(Exercise objective)
Take down each entry exactly as written.

(Entries shown)
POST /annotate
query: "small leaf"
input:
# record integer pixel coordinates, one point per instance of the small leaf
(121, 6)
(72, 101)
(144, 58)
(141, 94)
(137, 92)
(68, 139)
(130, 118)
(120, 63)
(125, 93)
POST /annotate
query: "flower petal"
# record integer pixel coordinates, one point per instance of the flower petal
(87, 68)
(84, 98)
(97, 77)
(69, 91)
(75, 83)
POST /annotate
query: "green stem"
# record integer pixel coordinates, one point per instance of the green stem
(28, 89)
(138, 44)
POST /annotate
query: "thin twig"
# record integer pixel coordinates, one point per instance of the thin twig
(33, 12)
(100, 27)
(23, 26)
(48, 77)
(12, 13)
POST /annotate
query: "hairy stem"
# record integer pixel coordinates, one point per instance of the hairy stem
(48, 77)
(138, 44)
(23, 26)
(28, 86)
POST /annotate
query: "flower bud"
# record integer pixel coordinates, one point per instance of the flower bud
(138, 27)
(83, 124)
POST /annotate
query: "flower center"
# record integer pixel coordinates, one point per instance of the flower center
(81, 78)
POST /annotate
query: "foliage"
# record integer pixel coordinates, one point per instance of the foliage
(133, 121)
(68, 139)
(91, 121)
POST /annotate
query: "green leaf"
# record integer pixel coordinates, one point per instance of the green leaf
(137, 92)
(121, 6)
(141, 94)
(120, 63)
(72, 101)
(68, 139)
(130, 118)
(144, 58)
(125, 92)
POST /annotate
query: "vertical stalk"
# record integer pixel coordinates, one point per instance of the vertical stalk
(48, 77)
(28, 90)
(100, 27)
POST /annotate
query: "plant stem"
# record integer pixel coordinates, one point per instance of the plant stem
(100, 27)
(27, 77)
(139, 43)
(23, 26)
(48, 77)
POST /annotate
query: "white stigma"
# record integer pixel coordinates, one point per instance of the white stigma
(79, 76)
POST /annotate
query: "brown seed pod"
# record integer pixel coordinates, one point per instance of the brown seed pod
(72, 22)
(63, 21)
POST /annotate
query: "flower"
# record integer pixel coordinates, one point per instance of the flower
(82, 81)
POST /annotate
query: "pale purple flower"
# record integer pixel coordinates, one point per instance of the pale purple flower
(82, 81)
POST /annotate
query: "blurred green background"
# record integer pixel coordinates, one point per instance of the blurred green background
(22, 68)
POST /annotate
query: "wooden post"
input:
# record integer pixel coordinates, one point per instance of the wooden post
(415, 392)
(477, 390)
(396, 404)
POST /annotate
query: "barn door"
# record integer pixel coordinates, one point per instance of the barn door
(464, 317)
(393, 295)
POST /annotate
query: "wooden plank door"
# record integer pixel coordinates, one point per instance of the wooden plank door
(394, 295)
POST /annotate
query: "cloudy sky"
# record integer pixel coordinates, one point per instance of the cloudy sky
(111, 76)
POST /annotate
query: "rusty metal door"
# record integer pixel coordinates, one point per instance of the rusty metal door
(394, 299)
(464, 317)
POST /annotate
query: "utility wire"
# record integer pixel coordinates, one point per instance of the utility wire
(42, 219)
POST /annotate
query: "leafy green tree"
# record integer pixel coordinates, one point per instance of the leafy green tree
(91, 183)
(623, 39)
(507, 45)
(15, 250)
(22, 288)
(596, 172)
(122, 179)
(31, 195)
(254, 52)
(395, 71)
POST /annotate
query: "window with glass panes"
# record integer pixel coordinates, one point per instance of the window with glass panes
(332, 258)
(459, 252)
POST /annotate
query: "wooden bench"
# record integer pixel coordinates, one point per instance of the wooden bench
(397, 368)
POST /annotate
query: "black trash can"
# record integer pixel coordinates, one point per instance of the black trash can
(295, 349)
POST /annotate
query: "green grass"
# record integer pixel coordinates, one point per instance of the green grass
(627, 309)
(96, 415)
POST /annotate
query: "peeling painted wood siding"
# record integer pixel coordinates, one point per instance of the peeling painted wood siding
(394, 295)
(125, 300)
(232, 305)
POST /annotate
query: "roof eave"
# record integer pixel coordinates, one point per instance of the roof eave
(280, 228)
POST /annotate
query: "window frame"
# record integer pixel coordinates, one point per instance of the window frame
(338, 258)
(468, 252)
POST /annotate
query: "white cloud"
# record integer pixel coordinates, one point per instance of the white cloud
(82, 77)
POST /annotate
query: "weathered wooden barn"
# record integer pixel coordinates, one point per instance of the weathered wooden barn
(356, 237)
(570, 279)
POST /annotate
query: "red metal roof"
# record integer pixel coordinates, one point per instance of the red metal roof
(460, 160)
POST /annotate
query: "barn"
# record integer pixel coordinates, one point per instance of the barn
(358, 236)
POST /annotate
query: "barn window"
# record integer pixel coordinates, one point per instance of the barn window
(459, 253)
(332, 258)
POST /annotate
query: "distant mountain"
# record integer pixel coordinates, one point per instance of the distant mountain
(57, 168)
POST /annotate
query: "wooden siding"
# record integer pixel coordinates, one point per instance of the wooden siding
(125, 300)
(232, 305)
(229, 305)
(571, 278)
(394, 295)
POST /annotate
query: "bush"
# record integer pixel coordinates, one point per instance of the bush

(Written answer)
POST /annotate
query: "small leaf"
input:
# record integer pixel coordinates, one point per instance of the small leaf
(121, 6)
(72, 101)
(144, 58)
(141, 94)
(137, 92)
(68, 139)
(130, 118)
(120, 63)
(125, 93)
POST /annotate
query: "flower petal"
# record integer pixel coordinates, one point per instance of the flower petal
(87, 68)
(84, 98)
(97, 77)
(69, 91)
(75, 83)
POST /annotate
query: "green stem"
# record integer pixel coordinates, one point per instance of the green stem
(28, 89)
(138, 44)
POST /annotate
query: "thin twig"
# record integer pixel coordinates, one point per instance of the thin twig
(33, 12)
(100, 27)
(23, 26)
(48, 77)
(12, 13)
POST /annotate
query: "hairy stem"
# record integer pixel coordinates, one point per instance of the hairy stem
(48, 77)
(138, 44)
(23, 26)
(28, 86)
POST /annotate
query: "flower bud"
# record integer pixel coordinates, one point per instance of the flower bud
(138, 27)
(83, 124)
POST /annotate
query: "flower center"
# record integer pixel coordinates, one point per instance of the flower center
(81, 78)
POST /annotate
query: "foliage"
# record integer pixel coordinates, one point per instance of the foliage
(133, 121)
(68, 139)
(91, 121)
POST /annotate
query: "green leaf"
# record integer pixel coordinates, one point per instance of the green leaf
(137, 92)
(121, 6)
(141, 94)
(120, 63)
(72, 101)
(68, 139)
(130, 118)
(144, 58)
(125, 92)
POST /annotate
query: "vertical stalk"
# record integer pixel coordinates, one point per instance of the vertical stalk
(48, 77)
(28, 90)
(100, 27)
POST /annotate
query: "plant stem"
# record integer pixel coordinates, one point per instance of the plant stem
(100, 27)
(27, 77)
(139, 43)
(23, 26)
(48, 77)
POST /annotate
query: "white stigma"
# record integer pixel coordinates, one point per instance of the white stigma
(79, 76)
POST /annotate
query: "brown seed pod"
# record integer pixel coordinates, one point per instance of the brown seed pod
(72, 22)
(63, 21)
POST /annotate
query: "flower"
# record integer pixel coordinates, one point per instance of the flower
(82, 81)
POST /annotate
query: "pale purple flower"
# record integer pixel coordinates, one point per instance of the pale purple flower
(82, 81)
POST /annotate
query: "blurred green background"
# record integer pixel coordinates, one point per instance of the blurred green background
(22, 68)
POST /annotate
query: "wooden post"
input:
# record integer pixel coordinates, one point per instance of the wooden post
(415, 392)
(477, 390)
(396, 404)
POST /annotate
query: "barn door"
# record integer pixel coordinates, one point per instance of the barn door
(464, 317)
(393, 295)
POST /annotate
query: "wooden plank door"
# record integer pixel coordinates, one point per instance of the wooden plank door
(394, 295)
POST /annotate
query: "cloudy sky"
# record integer pixel coordinates, one point per instance of the cloudy sky
(111, 76)
POST /annotate
query: "rusty metal door"
# record integer pixel coordinates, one point per instance of the rusty metal door
(394, 299)
(464, 317)
POST /annotate
query: "utility wire"
# record integer pixel coordinates, one point per instance of the utility wire
(42, 219)
POST /annotate
query: "leafy green tree"
# record integer pixel coordinates, one point per instance of the leafy green tree
(91, 183)
(623, 39)
(507, 45)
(15, 250)
(22, 288)
(596, 172)
(122, 179)
(31, 195)
(254, 52)
(395, 71)
POST /annotate
query: "window with glass panes"
# record integer pixel coordinates, one point per instance of the window with glass panes
(332, 258)
(459, 252)
POST /annotate
query: "wooden bench"
# record integer pixel coordinates, one point per instance of the wooden bench
(397, 368)
POST /annotate
query: "black trash can"
# record integer pixel coordinates, one point per instance of the black trash can
(295, 349)
POST /annotate
query: "green grass"
# record integer pixel coordinates, one point per instance of the green grass
(627, 309)
(96, 415)
POST /annotate
query: "peeling painted wood siding"
# record integer pixel coordinates, one point per instance of the peeling painted wood siding
(394, 295)
(125, 300)
(232, 305)
POST /annotate
query: "roof eave"
# record integer pixel coordinates, one point per instance of the roof eave
(280, 228)
POST /annotate
query: "window frame"
# record integer pixel coordinates, one point per instance of the window frame
(338, 258)
(468, 252)
POST /annotate
query: "white cloud"
# record integer pixel coordinates, one point per instance of the white cloud
(82, 77)
POST /annotate
query: "weathered wooden barn"
# record integer pixel coordinates, one point per instance of the weathered wooden barn
(356, 237)
(570, 279)
POST /annotate
query: "red metal roof"
# record integer pixel coordinates, one point per instance of the red metal roof
(460, 160)
POST /annotate
query: "barn"
# record integer pixel coordinates, one point per instance of the barn
(358, 236)
POST /annotate
query: "barn window"
# record integer pixel coordinates, one point per instance of the barn window
(459, 253)
(332, 258)
POST /annotate
query: "distant mountain"
# record integer pixel coordinates, one point per instance of the distant mountain
(57, 168)
POST /annotate
query: "wooden siding"
# record integer pixel coordinates, one point per instance of the wooden siding
(125, 300)
(232, 305)
(229, 305)
(571, 278)
(394, 295)
POST /annotate
query: "bush"
# record integer pixel coordinates, one point per instance of the bush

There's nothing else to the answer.